Scotti appeared in two episodes of Bonanza, in Gunsmoke (1965–1970), The Man from U.N.C.L.E. (1965 and 1967), The Wild Wild West, Ironside, The Monkees, The Flying Nun, Get Smart, Hogan's Heroes, as one of The Penguin's henchmen in two episodes of Batman, two episodes of The Bionic Woman (1976), and two episodes of The Golden Girls (1988-1989). He played Geppetto in Geppetto's Workshop in the 1980s.

He appeared four times on Gilligan's Island in the 1960s: in season one, episode 15 (1964–65) as a Japanese sailor who did not know World War II was over, later in season one, episode 31, as the same sailor in scenes where Ginger, the skipper, and Mister Howell reflect in diaries on their versions of how a rescue transpired in the above-mentioned episode 15, and twice as Dr. Boris Balinkoff, a mad scientist, in seasons two and three. He appeared in six episodes of Columbo, as a befuddled maître d’, a snobbish clothing store salesman, a soliciting undertaker, an erudite street bum, and a soybean wholesaler, and in one episode as Vito when the series was revived in 1989.

——————————

§ **What is being asked**: According to the passage on Scotti's television work, how many times did he appear on Gilligan's Island? The entries that come next are separate material, unrelated to the passage.

Referring expression data
——————————

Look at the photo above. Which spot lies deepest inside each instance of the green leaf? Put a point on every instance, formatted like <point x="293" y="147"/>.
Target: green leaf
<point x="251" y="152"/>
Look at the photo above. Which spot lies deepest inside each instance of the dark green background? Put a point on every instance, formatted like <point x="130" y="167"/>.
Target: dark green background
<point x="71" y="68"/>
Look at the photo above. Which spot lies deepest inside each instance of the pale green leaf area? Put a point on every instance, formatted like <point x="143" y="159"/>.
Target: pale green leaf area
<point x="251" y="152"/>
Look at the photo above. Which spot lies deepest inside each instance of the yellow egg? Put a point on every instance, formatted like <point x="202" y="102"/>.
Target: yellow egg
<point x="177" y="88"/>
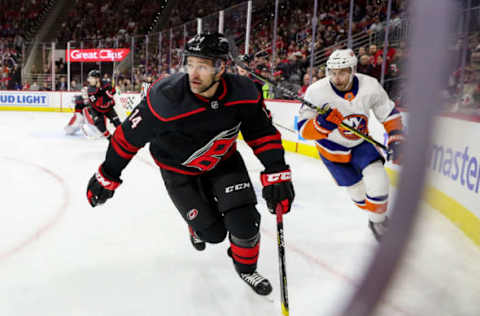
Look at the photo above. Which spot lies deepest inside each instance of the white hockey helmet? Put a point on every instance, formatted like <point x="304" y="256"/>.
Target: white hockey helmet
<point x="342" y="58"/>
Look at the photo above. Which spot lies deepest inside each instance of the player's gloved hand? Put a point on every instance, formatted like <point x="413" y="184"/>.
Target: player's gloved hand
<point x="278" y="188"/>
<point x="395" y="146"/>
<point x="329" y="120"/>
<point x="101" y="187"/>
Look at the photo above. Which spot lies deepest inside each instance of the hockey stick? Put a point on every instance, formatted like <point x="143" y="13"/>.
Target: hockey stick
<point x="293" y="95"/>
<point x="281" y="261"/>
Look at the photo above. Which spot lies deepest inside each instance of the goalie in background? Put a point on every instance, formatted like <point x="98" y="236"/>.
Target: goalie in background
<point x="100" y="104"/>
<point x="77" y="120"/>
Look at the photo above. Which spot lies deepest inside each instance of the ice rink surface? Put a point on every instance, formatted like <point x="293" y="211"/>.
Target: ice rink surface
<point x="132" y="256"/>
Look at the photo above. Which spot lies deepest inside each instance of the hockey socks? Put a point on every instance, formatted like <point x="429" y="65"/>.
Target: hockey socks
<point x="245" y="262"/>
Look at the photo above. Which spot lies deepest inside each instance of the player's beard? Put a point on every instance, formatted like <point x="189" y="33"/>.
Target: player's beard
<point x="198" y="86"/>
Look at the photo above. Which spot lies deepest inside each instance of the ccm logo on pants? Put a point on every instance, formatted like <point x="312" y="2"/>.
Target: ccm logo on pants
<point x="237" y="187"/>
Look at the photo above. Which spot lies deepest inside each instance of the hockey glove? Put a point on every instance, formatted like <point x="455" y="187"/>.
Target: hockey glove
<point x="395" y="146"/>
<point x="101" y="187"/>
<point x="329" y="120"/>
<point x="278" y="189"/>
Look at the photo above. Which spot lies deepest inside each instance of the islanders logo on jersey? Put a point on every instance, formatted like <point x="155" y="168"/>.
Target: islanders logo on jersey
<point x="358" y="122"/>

——————————

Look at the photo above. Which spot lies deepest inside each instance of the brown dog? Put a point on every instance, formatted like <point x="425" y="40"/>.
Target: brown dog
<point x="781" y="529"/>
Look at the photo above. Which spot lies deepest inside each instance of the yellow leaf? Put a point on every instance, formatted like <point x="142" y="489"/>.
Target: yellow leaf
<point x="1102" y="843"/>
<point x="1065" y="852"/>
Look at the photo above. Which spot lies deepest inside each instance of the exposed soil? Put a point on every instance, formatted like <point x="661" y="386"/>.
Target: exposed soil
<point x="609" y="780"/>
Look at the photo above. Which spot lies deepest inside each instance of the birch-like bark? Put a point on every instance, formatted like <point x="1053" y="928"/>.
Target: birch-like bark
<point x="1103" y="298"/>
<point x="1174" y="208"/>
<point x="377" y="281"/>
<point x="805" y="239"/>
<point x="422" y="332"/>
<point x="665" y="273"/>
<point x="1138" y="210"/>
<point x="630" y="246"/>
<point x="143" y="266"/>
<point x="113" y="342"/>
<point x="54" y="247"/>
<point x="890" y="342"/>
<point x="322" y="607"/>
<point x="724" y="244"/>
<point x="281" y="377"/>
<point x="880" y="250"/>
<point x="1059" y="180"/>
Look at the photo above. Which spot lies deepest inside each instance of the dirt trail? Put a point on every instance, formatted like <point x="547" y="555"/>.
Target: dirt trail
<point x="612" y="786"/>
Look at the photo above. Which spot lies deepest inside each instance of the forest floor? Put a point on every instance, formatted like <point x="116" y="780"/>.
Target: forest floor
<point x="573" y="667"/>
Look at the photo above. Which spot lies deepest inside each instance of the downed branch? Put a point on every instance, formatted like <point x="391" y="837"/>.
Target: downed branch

——————————

§ **Response for this exercise**: Four times.